_What the task asks_
Count the lines in the entries below that contain the word "white", treating uppercase and lowercase letters as different. Give only the number.

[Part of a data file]

--- START ---

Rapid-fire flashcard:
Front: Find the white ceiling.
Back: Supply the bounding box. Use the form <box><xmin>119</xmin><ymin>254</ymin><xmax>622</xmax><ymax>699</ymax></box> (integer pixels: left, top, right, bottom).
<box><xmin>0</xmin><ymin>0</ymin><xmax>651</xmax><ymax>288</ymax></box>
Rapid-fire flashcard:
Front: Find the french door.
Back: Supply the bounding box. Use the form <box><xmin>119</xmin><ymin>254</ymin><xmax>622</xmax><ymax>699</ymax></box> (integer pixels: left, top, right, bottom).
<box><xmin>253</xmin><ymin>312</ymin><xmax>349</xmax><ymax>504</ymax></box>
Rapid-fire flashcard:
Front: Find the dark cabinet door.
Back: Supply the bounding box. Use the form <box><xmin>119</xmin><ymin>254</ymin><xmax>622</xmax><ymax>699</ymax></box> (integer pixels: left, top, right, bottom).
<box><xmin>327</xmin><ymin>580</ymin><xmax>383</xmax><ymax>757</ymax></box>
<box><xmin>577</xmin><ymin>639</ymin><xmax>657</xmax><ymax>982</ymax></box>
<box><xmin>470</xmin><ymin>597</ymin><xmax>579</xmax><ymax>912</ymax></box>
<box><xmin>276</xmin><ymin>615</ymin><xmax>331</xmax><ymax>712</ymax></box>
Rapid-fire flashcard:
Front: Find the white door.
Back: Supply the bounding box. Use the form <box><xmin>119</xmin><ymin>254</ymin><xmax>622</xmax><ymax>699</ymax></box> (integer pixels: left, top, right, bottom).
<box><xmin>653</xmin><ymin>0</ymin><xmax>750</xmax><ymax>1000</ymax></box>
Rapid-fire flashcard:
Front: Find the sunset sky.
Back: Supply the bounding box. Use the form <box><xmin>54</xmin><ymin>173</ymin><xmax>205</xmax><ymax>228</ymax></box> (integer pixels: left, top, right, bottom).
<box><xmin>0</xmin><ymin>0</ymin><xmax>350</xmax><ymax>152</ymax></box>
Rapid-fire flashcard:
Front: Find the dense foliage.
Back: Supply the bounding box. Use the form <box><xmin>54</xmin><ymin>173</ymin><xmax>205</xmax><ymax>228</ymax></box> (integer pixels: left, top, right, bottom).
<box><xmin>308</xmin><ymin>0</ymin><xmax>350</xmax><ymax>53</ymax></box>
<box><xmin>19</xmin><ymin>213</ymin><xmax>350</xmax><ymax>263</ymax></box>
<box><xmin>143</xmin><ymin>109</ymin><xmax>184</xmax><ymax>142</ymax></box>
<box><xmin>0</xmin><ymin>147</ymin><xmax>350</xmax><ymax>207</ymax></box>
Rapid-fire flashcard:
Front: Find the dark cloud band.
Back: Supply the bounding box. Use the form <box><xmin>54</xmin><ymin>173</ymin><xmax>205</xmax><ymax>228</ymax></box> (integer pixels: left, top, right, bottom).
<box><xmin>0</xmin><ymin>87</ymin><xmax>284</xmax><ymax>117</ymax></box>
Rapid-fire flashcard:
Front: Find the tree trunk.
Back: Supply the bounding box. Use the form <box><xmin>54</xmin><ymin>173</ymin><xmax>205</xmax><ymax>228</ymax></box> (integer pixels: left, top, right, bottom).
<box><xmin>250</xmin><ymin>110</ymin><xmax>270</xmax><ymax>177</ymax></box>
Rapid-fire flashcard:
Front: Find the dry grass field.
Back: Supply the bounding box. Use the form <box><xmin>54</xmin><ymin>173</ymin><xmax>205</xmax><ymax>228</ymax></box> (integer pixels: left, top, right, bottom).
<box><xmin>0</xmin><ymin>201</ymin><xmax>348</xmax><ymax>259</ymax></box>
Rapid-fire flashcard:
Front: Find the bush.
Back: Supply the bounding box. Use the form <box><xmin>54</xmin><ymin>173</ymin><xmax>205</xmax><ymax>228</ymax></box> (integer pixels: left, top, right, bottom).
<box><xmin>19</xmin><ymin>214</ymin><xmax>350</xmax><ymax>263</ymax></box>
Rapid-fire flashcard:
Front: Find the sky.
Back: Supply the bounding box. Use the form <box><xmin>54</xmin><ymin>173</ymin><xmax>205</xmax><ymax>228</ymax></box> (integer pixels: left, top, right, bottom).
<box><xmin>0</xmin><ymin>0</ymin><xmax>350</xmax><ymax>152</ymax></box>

--- END ---

_The solution_
2